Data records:
.....

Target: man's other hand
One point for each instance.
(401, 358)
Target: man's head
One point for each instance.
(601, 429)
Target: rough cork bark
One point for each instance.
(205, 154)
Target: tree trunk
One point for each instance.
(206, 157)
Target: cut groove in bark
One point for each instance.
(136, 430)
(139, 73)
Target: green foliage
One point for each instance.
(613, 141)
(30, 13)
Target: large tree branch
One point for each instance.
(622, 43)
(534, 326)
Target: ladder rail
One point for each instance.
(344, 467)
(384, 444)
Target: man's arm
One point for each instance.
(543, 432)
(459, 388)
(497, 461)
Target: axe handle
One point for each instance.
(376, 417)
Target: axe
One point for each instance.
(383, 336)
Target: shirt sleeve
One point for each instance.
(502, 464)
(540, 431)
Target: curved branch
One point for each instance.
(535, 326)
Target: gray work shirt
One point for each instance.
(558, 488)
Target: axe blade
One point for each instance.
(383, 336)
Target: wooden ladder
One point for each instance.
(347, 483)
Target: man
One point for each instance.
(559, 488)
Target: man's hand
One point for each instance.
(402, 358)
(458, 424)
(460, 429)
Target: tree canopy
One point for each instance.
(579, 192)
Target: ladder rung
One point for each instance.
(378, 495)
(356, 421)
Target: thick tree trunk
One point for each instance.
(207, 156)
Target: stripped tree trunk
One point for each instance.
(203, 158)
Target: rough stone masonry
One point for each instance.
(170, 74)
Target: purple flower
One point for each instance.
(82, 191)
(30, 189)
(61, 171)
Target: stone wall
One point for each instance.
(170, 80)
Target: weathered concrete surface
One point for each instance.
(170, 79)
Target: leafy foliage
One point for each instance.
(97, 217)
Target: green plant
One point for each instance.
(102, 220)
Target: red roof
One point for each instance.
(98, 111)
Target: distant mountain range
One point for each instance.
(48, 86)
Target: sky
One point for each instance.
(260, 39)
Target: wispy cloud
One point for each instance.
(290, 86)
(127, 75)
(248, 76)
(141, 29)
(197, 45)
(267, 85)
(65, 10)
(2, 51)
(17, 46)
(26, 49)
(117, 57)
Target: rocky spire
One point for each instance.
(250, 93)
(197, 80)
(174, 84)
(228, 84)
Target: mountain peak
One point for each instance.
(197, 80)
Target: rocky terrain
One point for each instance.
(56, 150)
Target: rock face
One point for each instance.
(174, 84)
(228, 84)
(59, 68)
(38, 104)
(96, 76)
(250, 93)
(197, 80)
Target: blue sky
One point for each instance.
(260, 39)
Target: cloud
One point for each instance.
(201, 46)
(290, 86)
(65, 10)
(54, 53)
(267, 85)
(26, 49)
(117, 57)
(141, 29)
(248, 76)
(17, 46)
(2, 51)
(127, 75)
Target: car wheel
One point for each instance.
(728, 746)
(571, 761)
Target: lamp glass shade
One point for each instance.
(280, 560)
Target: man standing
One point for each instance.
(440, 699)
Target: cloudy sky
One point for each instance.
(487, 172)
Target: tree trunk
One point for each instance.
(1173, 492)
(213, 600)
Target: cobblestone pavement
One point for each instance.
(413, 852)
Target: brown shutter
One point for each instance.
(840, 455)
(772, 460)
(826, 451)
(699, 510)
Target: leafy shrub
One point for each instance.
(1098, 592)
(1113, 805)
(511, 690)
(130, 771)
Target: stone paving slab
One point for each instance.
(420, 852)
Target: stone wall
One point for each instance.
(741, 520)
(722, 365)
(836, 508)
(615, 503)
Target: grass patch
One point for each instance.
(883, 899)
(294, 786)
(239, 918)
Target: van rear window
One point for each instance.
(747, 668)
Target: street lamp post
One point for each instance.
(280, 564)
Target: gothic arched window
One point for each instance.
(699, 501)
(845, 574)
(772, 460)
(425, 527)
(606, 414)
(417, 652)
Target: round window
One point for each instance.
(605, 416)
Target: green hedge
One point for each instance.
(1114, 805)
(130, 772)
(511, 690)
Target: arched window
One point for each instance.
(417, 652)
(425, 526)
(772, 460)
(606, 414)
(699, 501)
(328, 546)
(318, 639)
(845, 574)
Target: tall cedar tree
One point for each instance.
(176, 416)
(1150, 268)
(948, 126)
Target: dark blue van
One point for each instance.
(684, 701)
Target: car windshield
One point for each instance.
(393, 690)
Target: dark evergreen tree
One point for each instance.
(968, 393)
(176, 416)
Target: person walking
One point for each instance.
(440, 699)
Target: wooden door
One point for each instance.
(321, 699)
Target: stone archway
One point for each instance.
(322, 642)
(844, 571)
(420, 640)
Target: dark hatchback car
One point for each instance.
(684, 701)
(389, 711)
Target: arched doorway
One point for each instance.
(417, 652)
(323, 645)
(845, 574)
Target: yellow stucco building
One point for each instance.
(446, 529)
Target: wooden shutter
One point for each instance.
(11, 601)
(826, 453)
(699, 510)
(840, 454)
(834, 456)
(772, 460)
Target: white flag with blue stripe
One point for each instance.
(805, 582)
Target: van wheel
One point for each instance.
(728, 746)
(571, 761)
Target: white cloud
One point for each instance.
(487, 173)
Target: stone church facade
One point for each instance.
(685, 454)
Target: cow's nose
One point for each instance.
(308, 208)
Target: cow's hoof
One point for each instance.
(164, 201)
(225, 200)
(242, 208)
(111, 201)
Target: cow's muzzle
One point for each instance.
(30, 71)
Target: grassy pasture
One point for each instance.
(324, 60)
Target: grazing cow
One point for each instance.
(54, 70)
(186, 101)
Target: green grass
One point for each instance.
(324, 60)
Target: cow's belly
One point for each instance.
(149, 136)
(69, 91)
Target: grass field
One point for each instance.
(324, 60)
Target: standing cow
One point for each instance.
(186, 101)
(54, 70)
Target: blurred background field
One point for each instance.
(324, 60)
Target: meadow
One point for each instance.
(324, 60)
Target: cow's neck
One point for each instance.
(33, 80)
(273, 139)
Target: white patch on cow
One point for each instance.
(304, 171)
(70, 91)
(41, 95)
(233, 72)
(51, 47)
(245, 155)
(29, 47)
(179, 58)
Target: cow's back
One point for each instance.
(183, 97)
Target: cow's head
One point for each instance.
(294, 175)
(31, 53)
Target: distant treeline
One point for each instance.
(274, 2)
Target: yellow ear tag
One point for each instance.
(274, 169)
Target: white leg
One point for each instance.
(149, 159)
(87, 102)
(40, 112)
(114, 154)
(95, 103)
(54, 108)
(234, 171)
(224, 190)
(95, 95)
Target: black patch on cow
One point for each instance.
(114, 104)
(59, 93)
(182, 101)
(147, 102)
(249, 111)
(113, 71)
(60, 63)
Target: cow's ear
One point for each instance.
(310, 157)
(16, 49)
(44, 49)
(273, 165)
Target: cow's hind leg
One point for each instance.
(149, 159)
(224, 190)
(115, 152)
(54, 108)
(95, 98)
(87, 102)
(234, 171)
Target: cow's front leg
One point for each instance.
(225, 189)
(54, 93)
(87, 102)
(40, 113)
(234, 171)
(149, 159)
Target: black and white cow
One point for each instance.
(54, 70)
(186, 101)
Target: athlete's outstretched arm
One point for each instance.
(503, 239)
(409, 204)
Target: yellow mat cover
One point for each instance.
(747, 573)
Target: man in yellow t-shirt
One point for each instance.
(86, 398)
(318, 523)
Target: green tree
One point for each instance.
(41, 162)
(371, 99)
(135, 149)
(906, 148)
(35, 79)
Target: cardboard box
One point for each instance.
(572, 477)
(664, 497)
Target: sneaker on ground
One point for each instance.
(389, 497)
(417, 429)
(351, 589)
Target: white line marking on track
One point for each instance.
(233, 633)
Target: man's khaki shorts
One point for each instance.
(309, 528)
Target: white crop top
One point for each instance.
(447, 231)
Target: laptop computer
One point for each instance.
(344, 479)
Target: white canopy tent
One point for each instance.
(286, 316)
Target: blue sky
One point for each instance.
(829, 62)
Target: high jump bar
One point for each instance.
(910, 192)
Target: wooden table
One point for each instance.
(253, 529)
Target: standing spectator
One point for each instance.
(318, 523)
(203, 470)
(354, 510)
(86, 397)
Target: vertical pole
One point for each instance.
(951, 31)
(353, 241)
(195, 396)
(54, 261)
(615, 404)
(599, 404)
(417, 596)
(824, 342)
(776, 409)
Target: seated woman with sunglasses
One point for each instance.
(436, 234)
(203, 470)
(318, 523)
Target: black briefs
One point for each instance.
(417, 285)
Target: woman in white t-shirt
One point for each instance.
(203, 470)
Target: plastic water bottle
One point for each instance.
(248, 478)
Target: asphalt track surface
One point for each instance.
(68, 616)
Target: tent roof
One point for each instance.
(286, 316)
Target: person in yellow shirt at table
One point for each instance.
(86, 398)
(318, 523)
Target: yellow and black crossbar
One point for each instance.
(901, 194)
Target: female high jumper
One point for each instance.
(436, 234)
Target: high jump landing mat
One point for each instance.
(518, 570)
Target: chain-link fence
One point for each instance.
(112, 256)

.....

Copy out exactly the lines running from the one containing "Target: chain-link fence" through the end of the records.

▶ **Solution to this problem**
Target: chain-link fence
One point for each instance.
(112, 256)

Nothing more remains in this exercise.